#### RECORD EXCERPTS:
▼▼▼

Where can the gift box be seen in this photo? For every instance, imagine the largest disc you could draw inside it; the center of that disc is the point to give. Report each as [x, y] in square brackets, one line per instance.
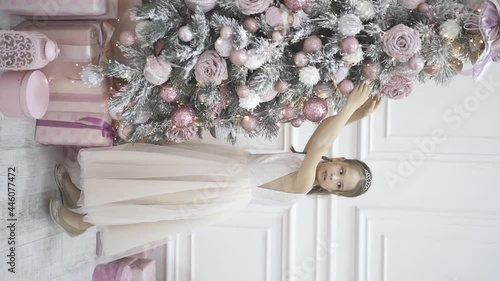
[75, 96]
[74, 128]
[119, 270]
[78, 41]
[143, 270]
[24, 94]
[25, 50]
[62, 9]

▲▲▲

#### DIRECTIVE:
Can you reproduce the listing above with its request included, multiplying each coordinate in the answers by 1.5 and rounding to whole numbers, halves going up? Leave the picture out.

#### SOLUTION:
Where can the gift box be seen in this photo? For every instance, imagine the largest disc you could draw inside it; the center of that disc is the point to give. Report each as [x, y] in square brackets, one line per instance.
[113, 144]
[111, 192]
[179, 405]
[117, 62]
[215, 405]
[36, 141]
[38, 75]
[93, 14]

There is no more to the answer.